> _GOAL_
Find each line in the material below that contains the string "pink", and copy those lines.
-- Start of DATA SUPPLIED --
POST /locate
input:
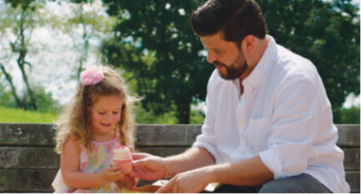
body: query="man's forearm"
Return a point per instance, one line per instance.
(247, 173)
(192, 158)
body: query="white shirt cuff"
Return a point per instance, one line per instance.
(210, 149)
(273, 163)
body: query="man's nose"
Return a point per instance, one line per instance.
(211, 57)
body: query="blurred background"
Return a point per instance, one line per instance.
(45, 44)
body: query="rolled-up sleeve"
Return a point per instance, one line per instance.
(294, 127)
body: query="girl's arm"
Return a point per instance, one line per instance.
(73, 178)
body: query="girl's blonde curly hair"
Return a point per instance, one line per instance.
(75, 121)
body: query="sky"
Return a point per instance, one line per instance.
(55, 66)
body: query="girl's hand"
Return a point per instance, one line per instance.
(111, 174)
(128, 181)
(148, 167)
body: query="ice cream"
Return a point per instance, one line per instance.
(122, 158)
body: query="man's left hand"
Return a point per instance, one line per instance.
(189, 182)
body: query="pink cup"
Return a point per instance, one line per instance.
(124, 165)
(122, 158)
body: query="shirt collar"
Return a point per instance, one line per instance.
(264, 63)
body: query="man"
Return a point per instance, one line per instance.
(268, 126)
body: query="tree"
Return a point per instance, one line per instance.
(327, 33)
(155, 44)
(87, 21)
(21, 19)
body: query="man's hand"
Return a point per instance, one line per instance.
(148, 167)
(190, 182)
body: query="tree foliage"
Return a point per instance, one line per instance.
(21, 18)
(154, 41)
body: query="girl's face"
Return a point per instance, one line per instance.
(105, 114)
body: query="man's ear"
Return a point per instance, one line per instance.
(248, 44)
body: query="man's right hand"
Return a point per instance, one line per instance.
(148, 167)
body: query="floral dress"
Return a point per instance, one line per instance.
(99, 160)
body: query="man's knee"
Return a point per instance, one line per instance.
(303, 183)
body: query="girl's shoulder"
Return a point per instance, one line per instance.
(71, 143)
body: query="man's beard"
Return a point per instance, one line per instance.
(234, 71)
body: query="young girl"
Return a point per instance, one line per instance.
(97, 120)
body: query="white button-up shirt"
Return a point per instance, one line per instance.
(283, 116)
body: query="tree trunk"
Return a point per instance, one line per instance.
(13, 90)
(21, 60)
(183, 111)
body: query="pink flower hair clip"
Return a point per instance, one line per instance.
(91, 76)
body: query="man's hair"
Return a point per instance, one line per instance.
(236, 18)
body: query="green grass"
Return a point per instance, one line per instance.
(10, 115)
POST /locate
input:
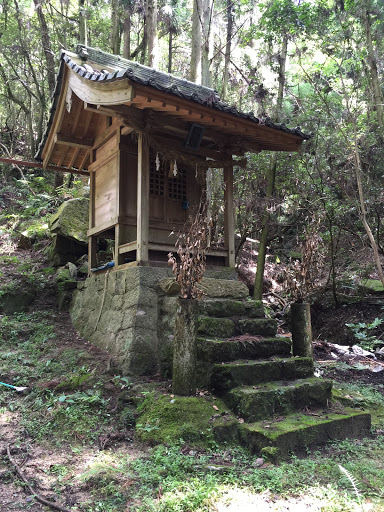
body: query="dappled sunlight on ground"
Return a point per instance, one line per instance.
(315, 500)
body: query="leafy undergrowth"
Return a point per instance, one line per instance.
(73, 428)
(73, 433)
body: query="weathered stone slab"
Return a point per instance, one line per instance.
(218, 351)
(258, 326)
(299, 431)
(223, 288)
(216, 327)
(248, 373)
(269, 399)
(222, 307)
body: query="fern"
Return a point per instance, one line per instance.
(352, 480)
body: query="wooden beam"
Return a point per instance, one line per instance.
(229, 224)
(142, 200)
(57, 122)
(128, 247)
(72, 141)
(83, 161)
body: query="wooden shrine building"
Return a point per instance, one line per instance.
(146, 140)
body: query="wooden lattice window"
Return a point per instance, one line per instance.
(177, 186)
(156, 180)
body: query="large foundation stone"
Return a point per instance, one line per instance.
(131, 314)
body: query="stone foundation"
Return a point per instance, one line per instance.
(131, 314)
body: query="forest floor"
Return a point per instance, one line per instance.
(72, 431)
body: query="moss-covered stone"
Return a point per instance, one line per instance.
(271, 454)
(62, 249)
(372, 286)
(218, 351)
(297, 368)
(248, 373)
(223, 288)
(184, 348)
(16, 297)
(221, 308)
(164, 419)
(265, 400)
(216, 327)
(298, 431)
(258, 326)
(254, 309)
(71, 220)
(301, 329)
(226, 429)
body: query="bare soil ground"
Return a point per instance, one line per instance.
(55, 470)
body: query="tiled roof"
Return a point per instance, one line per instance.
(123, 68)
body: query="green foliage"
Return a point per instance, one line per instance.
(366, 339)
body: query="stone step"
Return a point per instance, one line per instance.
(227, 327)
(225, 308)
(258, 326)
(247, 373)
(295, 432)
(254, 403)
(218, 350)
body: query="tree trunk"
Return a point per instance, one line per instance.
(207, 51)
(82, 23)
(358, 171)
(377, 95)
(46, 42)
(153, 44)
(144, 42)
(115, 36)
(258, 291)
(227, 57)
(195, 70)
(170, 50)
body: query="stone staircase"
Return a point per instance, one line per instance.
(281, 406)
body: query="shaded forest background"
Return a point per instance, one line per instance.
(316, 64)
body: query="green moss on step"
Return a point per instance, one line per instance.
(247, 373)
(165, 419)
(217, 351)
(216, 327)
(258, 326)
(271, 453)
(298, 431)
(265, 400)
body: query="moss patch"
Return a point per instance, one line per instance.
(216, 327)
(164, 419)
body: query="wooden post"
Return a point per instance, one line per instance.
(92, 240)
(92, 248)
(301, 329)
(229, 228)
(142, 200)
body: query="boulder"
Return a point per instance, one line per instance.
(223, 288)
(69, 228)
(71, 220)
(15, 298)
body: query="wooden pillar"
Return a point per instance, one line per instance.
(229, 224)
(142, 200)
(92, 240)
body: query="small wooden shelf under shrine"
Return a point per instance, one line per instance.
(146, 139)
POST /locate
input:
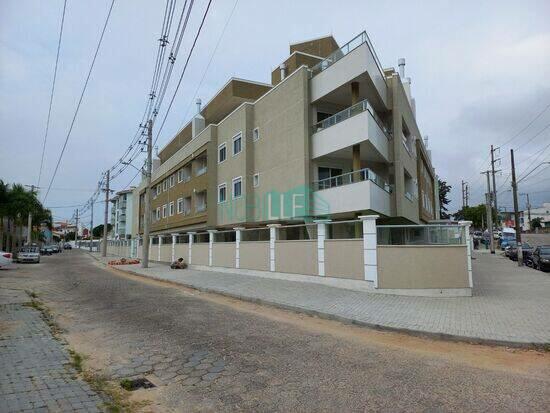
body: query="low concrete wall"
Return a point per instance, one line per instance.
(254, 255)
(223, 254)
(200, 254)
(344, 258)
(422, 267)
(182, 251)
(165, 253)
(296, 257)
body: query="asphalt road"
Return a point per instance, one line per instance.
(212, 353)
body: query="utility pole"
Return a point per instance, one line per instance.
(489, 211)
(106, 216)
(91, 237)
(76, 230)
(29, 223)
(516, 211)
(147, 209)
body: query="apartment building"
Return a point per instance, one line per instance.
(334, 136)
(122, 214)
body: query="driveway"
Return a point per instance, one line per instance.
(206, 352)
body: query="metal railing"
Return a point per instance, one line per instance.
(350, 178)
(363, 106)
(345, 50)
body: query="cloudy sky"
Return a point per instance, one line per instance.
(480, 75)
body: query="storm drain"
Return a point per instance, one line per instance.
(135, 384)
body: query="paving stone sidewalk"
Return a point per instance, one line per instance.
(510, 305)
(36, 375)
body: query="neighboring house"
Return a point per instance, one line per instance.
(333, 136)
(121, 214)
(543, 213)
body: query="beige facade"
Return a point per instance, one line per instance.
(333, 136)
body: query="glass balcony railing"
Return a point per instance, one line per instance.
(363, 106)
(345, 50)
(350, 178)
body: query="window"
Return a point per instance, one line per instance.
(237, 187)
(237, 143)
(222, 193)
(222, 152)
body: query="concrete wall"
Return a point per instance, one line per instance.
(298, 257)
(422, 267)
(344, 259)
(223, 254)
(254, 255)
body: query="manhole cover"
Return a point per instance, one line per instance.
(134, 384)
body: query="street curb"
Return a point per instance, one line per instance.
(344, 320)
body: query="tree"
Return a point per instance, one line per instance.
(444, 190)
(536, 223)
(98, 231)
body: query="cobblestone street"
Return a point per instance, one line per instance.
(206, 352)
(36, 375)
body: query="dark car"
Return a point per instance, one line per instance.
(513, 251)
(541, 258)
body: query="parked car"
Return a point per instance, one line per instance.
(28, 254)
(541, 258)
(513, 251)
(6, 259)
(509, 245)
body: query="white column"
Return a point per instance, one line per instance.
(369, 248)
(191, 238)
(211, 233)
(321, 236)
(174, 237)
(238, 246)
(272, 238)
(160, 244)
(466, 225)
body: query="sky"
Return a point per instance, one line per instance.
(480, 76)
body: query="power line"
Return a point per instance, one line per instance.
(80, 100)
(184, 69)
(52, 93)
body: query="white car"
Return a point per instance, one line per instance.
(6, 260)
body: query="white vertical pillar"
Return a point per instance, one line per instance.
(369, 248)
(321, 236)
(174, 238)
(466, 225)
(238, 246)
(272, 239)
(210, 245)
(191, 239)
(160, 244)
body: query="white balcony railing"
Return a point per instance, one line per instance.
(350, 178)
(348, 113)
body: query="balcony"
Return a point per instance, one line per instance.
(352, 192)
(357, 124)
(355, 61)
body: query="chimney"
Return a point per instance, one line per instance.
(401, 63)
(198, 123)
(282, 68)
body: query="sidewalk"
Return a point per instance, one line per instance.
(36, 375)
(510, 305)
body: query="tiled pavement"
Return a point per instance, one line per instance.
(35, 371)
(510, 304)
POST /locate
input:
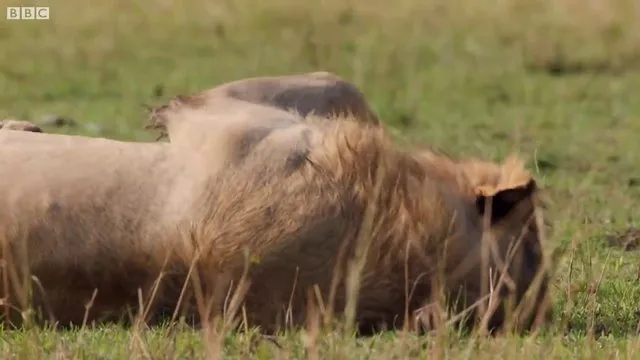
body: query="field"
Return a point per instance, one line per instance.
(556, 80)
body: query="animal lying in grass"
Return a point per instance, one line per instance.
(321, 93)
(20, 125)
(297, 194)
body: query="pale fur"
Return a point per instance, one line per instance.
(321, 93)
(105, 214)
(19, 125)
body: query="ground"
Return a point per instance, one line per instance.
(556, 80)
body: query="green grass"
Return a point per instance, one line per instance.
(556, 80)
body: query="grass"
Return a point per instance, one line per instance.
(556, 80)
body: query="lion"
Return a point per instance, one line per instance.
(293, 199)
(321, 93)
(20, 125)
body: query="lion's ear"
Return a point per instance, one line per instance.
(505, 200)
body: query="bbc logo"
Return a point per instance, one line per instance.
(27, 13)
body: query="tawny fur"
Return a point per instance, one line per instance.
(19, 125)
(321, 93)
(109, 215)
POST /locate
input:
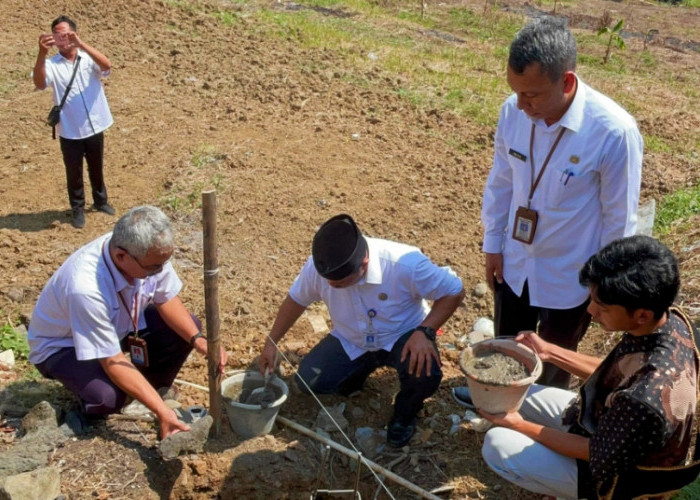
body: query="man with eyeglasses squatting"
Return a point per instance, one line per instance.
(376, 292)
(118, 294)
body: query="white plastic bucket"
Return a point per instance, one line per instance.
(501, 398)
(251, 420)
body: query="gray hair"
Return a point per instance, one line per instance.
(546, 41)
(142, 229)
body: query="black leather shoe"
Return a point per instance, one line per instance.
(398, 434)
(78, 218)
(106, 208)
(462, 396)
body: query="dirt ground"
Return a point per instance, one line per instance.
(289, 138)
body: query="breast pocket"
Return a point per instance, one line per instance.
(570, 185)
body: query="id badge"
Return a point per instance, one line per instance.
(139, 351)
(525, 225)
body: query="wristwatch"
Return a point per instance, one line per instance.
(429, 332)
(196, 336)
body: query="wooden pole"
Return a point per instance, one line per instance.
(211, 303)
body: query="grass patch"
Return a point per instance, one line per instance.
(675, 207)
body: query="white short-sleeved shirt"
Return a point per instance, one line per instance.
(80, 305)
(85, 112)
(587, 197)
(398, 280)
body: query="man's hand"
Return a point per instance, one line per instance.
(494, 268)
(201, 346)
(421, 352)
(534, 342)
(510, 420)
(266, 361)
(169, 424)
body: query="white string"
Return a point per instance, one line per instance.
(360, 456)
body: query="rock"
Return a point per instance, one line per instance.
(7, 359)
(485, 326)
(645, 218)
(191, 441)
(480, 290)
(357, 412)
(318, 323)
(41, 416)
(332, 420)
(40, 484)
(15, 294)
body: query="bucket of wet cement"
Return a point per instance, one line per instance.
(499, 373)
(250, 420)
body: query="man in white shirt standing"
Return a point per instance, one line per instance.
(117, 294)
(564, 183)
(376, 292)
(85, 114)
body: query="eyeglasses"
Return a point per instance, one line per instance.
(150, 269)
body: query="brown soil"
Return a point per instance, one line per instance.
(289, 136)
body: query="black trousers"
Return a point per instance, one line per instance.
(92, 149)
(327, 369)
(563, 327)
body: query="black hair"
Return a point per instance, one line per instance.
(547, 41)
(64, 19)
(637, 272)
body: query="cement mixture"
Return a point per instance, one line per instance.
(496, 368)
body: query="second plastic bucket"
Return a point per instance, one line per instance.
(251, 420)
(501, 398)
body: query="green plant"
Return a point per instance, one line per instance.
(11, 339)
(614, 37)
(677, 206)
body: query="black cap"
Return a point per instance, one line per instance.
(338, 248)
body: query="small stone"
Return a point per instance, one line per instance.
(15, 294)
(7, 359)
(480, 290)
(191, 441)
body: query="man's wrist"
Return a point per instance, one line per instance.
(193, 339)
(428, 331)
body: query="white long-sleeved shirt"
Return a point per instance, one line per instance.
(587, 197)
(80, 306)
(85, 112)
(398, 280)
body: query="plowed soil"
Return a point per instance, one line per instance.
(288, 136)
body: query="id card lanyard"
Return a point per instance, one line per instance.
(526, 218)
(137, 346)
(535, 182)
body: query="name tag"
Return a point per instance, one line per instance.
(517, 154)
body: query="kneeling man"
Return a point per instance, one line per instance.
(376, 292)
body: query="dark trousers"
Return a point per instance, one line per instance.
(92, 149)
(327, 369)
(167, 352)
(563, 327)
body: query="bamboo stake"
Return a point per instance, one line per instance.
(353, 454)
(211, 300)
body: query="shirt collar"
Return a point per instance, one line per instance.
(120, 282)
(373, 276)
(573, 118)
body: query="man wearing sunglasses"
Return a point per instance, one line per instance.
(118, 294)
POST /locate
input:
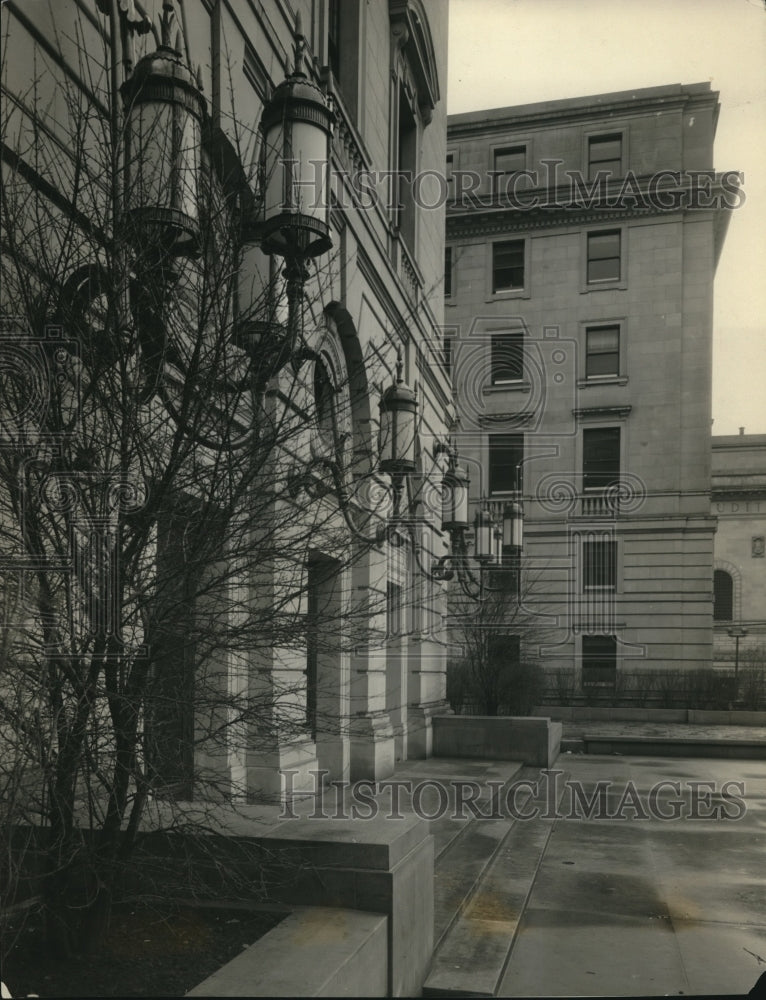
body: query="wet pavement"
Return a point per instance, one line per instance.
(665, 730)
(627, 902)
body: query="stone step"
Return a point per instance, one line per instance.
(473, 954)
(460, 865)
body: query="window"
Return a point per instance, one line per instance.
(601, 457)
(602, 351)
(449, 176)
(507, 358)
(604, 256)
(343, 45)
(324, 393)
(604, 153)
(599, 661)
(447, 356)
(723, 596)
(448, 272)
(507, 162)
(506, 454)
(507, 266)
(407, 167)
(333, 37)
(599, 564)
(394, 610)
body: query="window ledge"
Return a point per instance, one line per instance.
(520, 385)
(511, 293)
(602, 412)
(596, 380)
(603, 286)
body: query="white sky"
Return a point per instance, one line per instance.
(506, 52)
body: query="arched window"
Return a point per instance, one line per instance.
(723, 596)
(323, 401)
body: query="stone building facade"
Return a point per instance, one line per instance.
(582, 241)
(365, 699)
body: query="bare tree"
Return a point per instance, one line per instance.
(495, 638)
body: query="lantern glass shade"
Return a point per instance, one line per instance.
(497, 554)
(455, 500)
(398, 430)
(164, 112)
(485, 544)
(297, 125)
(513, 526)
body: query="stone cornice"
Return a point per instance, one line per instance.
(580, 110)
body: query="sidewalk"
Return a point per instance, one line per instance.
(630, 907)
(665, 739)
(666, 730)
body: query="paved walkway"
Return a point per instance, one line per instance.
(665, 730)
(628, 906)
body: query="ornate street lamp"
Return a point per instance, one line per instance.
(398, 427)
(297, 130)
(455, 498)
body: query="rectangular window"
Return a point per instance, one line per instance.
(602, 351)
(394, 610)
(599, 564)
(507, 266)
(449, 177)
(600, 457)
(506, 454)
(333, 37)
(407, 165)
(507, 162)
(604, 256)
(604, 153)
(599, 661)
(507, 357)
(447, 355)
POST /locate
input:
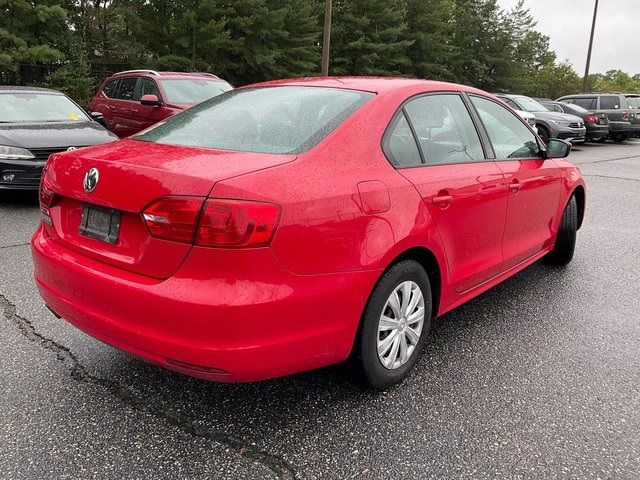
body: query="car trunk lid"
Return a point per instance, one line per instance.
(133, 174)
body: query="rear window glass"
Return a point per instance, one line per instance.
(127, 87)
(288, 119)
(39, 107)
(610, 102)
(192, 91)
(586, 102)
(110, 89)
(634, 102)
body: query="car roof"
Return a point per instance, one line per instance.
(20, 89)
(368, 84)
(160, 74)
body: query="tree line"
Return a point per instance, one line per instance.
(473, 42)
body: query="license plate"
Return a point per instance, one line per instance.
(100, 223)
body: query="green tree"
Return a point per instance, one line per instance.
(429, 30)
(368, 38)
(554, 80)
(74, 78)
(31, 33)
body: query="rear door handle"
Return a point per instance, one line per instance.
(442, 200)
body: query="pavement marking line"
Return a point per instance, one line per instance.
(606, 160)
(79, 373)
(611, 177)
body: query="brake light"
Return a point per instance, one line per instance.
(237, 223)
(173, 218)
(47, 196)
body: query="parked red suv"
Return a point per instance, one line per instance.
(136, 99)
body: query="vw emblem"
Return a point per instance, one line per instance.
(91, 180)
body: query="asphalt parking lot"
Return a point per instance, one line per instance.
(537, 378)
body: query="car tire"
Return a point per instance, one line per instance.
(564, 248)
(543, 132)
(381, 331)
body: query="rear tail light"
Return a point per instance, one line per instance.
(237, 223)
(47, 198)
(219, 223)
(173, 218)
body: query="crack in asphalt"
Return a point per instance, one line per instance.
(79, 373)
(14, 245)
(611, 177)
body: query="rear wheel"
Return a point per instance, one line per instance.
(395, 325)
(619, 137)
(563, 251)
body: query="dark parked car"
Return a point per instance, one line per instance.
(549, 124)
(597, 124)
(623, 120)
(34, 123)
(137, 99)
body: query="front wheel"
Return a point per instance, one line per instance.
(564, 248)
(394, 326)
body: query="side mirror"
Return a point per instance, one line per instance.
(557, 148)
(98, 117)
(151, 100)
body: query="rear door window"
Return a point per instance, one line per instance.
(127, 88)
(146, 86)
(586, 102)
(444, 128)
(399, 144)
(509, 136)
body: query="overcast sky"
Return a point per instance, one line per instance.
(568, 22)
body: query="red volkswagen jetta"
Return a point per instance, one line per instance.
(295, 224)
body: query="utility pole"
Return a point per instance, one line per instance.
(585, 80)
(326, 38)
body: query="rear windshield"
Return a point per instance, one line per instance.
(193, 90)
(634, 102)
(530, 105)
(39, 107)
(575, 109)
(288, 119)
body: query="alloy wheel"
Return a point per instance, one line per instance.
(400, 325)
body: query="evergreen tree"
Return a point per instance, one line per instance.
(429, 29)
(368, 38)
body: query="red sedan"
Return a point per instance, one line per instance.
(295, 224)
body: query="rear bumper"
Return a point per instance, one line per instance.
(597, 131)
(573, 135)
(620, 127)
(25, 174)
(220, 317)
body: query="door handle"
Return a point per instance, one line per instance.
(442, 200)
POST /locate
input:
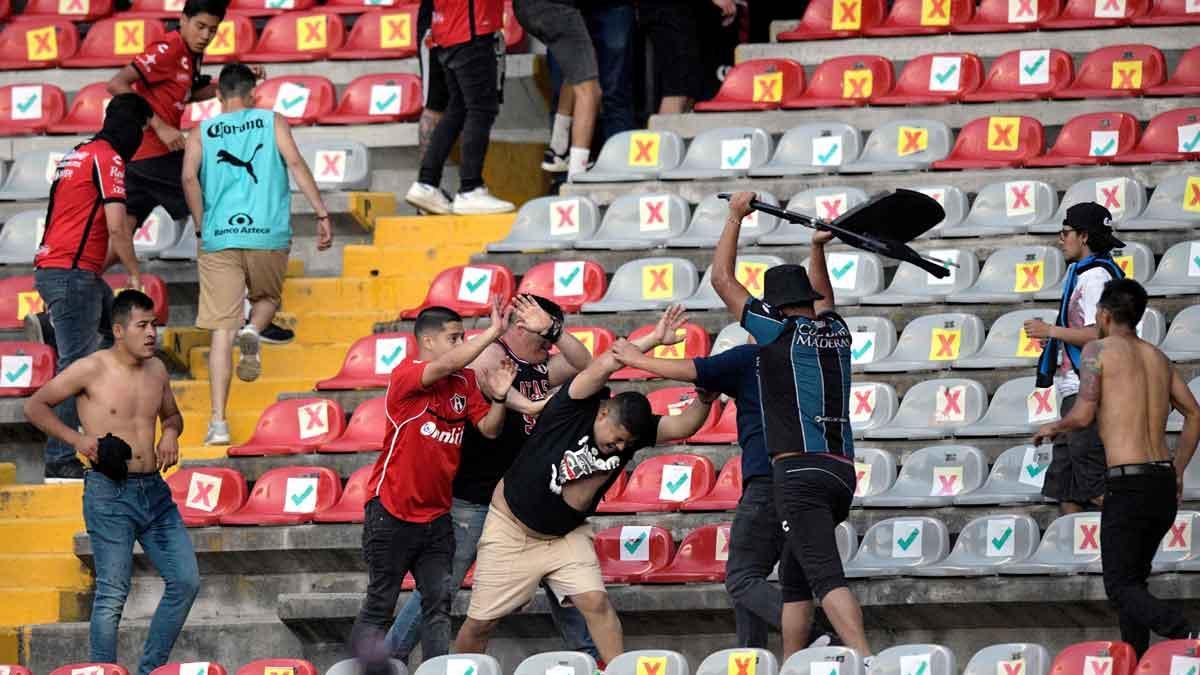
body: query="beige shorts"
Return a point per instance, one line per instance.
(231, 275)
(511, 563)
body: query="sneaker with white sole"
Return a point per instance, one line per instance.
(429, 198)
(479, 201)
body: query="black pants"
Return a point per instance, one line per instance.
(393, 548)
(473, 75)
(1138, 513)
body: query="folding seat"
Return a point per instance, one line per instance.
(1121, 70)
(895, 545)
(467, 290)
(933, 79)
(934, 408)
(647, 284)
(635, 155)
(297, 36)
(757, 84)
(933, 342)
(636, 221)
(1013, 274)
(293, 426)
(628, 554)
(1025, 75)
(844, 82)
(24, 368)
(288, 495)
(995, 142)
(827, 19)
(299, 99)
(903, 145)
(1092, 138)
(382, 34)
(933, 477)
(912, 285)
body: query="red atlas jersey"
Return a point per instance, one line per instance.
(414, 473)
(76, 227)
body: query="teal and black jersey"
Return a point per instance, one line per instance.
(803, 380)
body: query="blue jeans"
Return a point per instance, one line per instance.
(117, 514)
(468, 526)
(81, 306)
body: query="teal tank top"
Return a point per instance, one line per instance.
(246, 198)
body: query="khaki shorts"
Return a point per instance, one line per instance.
-- End of DATA SUPPLIED --
> _SOLUTION FOR THIS PROBLEM_
body: query="pink cup"
body: query="pink flower hair clip"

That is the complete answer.